> Page extract
==================================================

Haley Ramm as Violet in season 2. (Hulu)

This obviously doesn't sit right with McKenna's only best friend alive, Alex, even though they both know that Violet is the one person they need to get to the bottom of the mess. And the secret about the curse also starts taking a toll on McKenna's relationship with Trey (Jordan Rodrigues) as she attempts to hide it to protect everyone around her. With Violet becoming an unlikely ally, for McKenna and Alex, things change once people start going missing in the town. It is after a dangerous accident that McKenna knows for sure the game has been played once again, and there on begins the golden trio's quest to dig deeper into the origins of the game. 

Throughout McKenna's journey in season 2, laden with instances of her sleepwalking and her and Alex doing community service, somewhere the uneasy vibe from season 1 goes missing. We see Violet and Isaac (Brent Rivera) get closer, newcomer Adriyan Rae's character Peri develop a fondness for Alex, and people coming back to express their suspicions about McKenna, but other than that, everything seems quite predictable for the most part of season 2. The narrative also kicks off with a rocky start, chopped here and there, with information being dropped onto viewers every now and then without any steady continuity. But that could be explained by the fact that McKenna suffers a lot of blackouts this season, and since we see the tale from her perspective, there are gaps and holes that often seem haphazard.

Alex (L) and Peri get quite close after meeting as a party in season 2. (Hulu)

That being said, it is Violet's character that keeps us glued for the most part. Considering her sinister presence in season 1, it's hard to tell for sure if she is an ally or the enemy to watch out for. The layered nature of the characters have also somewhat evaporated in season 2, but the eerieness of Violet as a possible antagonist, is always intact, and for that Ramm should take a much-deserved bow. There are a bunch of new characters who have been woven into the plot, but it seems like a struggling attempt at bringing in more spare people to wipe off at the end of the season, to keep the main characters alive.

In the end, it all ends up in McKenna and co risking it all to see themselves through the horrors of the game, but that's when the best part of the entire season arrives. We get a flashback of how McKenna's twin sister, Jenny, had died as in present time the gang lights candles, to prepare for another round of the disastrous game. McKenna says let's begin, and that's right where the season ends. Granted there are a few very obvious loopholes here and there, but if you enjoyed season 1, season 2 is definitely worth a watch. A little disappointing because the expectations were massive, but if not for anything, watch it for Ramm's portrayal of Violet.

'Light as a Feather' season two premiered on Friday, July 26 on Hulu.

==================================================

Point labeling dataset excerpts:
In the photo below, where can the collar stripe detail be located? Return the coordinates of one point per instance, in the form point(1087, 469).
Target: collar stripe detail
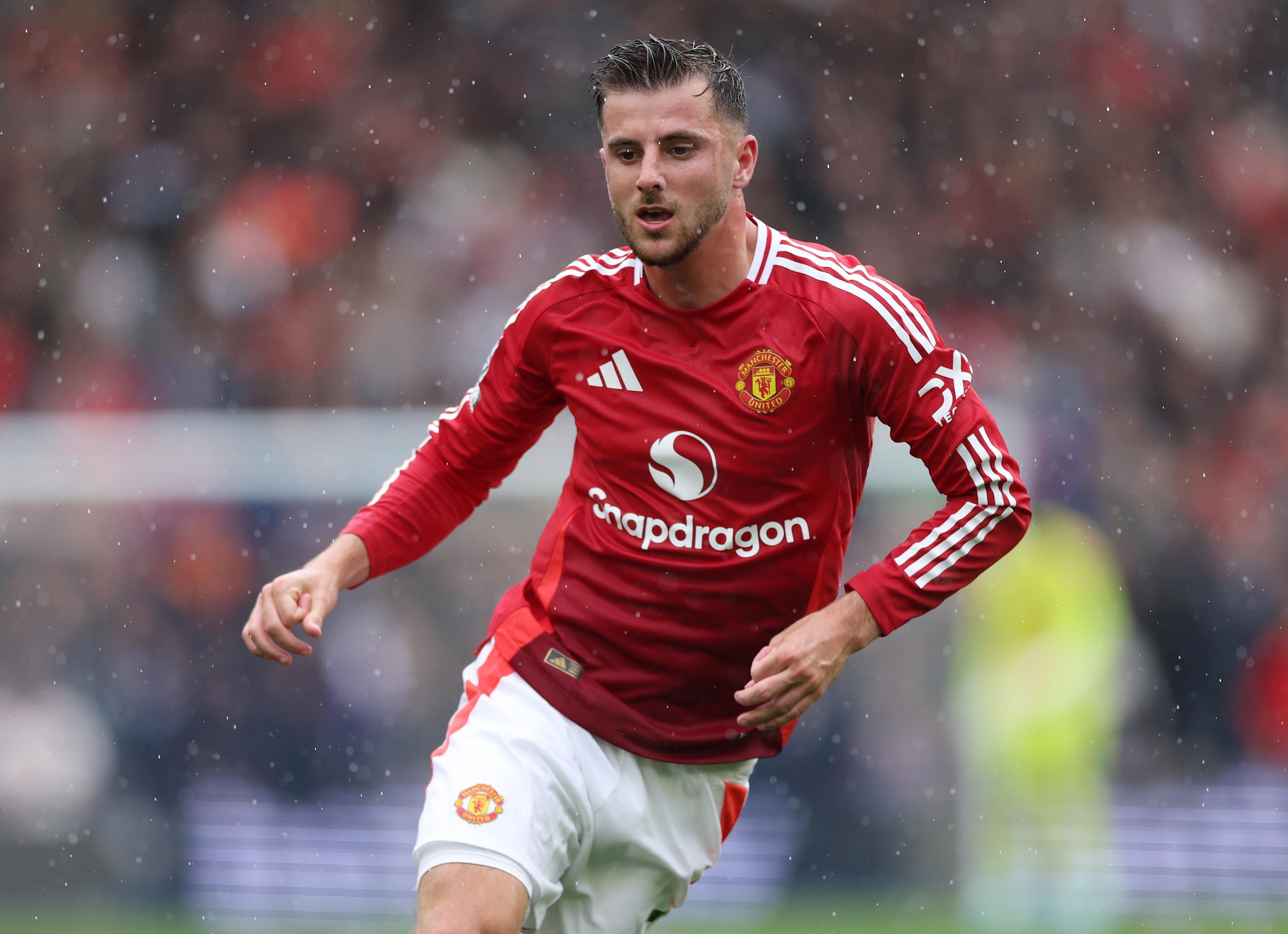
point(762, 236)
point(776, 239)
point(911, 329)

==================================================

> Challenges
A. Please update the season 2 review from "That being said, it" up to and including "main characters alive.", replacing "antagonist" with "villain".
B. According to the season 2 review, who plays Trey?

> Task results
A.
That being said, it is Violet's character that keeps us glued for the most part. Considering her sinister presence in season 1, it's hard to tell for sure if she is an ally or the enemy to watch out for. The layered nature of the characters have also somewhat evaporated in season 2, but the eerieness of Violet as a possible villain, is always intact, and for that Ramm should take a much-deserved bow. There are a bunch of new characters who have been woven into the plot, but it seems like a struggling attempt at bringing in more spare people to wipe off at the end of the season, to keep the main characters alive.

B. Jordan Rodrigues